══ Supplied material ══
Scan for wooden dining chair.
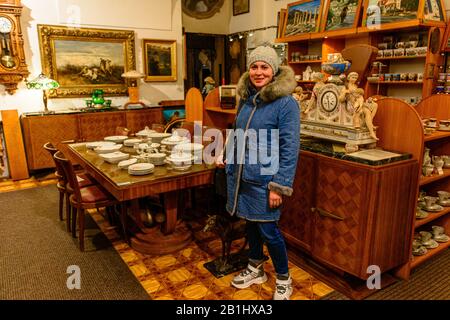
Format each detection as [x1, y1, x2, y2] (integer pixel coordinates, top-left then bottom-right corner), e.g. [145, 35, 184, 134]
[43, 142, 95, 230]
[53, 151, 119, 251]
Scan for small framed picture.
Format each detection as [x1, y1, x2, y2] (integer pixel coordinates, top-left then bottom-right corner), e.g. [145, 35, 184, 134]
[426, 63, 436, 79]
[233, 0, 249, 16]
[142, 39, 177, 82]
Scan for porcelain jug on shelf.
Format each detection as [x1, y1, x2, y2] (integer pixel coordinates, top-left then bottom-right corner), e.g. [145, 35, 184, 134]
[423, 148, 431, 166]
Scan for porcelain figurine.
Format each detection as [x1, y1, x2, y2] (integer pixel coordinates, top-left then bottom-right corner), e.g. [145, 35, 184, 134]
[303, 72, 325, 115]
[292, 86, 308, 112]
[339, 72, 378, 140]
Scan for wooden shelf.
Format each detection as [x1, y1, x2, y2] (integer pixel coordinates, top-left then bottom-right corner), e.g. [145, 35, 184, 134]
[289, 60, 322, 64]
[424, 130, 450, 142]
[205, 106, 237, 115]
[415, 207, 450, 228]
[369, 81, 423, 85]
[376, 55, 426, 61]
[419, 168, 450, 186]
[411, 240, 450, 269]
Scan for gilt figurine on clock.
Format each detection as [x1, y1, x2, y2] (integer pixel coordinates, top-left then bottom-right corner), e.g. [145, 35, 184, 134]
[301, 57, 378, 146]
[0, 0, 29, 94]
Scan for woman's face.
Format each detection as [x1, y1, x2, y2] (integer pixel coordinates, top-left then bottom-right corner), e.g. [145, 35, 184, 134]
[249, 62, 274, 90]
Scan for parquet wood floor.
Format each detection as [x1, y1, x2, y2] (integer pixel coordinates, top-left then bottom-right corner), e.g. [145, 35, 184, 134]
[0, 176, 334, 300]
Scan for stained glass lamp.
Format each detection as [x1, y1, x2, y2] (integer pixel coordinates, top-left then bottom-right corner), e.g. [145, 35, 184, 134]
[121, 70, 146, 109]
[25, 73, 60, 114]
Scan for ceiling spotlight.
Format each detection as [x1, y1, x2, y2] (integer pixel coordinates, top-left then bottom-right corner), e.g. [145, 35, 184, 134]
[239, 34, 243, 39]
[249, 32, 254, 37]
[229, 36, 233, 42]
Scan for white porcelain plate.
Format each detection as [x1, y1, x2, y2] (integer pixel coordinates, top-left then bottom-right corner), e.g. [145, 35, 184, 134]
[94, 144, 123, 154]
[128, 163, 155, 172]
[104, 135, 128, 143]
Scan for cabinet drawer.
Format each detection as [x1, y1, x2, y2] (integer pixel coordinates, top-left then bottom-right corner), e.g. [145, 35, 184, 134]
[312, 160, 371, 277]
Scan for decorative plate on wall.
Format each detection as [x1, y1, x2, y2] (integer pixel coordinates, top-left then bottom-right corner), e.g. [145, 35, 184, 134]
[182, 0, 225, 19]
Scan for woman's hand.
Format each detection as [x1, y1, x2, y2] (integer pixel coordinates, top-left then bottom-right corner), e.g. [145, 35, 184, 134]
[215, 153, 226, 168]
[269, 191, 282, 209]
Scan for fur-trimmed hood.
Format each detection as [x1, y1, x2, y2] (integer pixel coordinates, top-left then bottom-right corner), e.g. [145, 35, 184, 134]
[236, 66, 297, 103]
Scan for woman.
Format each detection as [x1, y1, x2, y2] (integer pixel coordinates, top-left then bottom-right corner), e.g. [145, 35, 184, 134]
[217, 46, 300, 300]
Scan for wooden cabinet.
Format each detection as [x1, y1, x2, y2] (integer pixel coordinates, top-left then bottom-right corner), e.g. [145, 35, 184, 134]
[281, 151, 417, 280]
[21, 108, 162, 170]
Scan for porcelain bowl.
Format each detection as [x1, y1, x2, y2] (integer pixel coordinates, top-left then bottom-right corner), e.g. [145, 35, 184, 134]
[166, 153, 194, 167]
[94, 144, 123, 154]
[321, 62, 351, 75]
[99, 151, 129, 164]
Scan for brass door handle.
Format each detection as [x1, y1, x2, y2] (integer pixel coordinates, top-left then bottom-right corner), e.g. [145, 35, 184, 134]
[311, 207, 344, 220]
═══
* _Prompt_
Please return a copy of each line in the entries that has the string "porcelain".

* _Answer space_
Scan for porcelain jug on shelf.
Scan for porcelain figurine.
Scan for white porcelain plate.
Scan for porcelain bowl.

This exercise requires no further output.